◆ WHAT NEEDS TO BE DONE ◆
Retype the data exactly, everything from the start down to the line containing "box: [454, 125, 521, 217]", both ends included.

◆ DATASET RECORDS ◆
--

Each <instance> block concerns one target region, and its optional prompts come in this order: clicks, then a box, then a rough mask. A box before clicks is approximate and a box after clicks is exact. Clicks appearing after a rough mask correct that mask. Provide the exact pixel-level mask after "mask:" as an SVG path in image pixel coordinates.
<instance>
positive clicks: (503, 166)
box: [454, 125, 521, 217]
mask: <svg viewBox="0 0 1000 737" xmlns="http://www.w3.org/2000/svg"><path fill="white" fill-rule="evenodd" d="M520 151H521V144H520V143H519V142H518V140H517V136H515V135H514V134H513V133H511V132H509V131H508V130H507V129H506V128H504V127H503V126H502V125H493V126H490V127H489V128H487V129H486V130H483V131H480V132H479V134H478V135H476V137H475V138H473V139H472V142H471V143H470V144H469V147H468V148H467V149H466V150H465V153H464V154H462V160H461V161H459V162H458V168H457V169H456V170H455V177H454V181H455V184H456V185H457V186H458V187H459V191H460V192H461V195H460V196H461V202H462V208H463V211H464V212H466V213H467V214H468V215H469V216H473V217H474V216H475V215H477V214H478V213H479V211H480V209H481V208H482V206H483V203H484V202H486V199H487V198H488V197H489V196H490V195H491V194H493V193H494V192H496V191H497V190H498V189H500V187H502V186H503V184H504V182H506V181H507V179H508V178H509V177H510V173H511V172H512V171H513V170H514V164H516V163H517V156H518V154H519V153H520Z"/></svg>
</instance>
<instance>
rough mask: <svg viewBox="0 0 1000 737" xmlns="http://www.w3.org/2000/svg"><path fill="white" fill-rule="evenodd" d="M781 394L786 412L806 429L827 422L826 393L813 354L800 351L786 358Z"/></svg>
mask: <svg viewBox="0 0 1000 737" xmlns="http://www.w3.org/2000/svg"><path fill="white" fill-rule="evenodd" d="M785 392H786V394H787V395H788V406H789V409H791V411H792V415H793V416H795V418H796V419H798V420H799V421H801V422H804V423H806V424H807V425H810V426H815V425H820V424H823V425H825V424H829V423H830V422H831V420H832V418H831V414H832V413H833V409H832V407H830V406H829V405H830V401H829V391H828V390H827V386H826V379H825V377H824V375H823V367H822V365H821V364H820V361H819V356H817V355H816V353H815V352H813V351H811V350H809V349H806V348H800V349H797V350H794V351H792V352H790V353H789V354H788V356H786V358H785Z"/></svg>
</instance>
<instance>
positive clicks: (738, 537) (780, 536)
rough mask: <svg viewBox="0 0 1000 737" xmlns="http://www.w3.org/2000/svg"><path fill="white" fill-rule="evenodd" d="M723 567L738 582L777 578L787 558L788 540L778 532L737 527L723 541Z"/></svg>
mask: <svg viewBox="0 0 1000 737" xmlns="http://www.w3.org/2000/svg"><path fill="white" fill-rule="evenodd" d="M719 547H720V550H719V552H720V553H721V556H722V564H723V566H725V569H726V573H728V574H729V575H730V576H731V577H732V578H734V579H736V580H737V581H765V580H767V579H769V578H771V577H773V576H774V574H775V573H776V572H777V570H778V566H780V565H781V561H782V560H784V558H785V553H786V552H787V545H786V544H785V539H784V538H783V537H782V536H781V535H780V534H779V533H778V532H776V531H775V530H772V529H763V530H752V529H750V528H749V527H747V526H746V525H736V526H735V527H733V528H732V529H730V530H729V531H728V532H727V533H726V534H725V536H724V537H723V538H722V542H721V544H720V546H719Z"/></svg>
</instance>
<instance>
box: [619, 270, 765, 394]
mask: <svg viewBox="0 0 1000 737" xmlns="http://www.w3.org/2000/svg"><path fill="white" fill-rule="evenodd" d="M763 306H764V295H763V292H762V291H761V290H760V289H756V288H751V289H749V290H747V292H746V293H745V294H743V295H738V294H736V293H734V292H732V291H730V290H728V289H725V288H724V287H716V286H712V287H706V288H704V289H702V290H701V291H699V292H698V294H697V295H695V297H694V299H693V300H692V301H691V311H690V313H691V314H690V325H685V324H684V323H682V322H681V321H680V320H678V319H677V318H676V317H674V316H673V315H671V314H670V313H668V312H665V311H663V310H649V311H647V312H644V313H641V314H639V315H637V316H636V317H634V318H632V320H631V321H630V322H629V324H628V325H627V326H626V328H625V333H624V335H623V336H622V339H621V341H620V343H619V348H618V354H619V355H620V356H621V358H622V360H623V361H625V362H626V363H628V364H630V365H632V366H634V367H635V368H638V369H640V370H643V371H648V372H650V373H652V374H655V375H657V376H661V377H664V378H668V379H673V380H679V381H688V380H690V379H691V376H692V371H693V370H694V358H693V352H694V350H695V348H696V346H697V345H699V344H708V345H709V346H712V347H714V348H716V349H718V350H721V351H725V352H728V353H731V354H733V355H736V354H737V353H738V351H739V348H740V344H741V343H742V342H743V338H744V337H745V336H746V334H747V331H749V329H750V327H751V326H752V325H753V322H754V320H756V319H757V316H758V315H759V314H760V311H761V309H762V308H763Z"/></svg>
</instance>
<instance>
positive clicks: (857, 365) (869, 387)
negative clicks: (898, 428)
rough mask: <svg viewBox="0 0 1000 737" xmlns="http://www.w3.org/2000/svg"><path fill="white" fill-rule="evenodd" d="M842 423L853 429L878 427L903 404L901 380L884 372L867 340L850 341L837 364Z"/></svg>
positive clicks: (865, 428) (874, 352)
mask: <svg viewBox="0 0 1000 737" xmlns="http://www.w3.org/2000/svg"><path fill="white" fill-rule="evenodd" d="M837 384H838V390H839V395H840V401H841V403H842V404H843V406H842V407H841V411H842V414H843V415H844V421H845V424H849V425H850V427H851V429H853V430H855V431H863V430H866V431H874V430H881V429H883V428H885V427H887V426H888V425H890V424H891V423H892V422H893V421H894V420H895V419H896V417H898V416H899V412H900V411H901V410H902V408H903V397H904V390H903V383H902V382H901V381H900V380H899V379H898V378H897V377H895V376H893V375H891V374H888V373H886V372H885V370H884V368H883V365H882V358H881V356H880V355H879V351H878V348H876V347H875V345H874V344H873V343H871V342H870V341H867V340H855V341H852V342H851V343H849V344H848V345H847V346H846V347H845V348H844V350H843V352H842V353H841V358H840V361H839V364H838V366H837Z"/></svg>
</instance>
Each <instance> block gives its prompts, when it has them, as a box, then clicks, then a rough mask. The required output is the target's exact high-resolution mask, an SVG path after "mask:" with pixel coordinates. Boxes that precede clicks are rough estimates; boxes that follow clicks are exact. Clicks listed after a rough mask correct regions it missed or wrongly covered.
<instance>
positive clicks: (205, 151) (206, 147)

--

◆ RESULT OF THIS TASK ◆
Each <instance> block concerns one target region, and its optional prompts come in this order: clicks, then a box, then a rough mask. A box before clicks is approximate and a box after clicks is exact. Clicks appearing after a rough mask correct that mask. Provide the exact pixel-level mask after "mask:" as an SVG path in image pixel coordinates.
<instance>
positive clicks: (503, 166)
box: [454, 125, 521, 217]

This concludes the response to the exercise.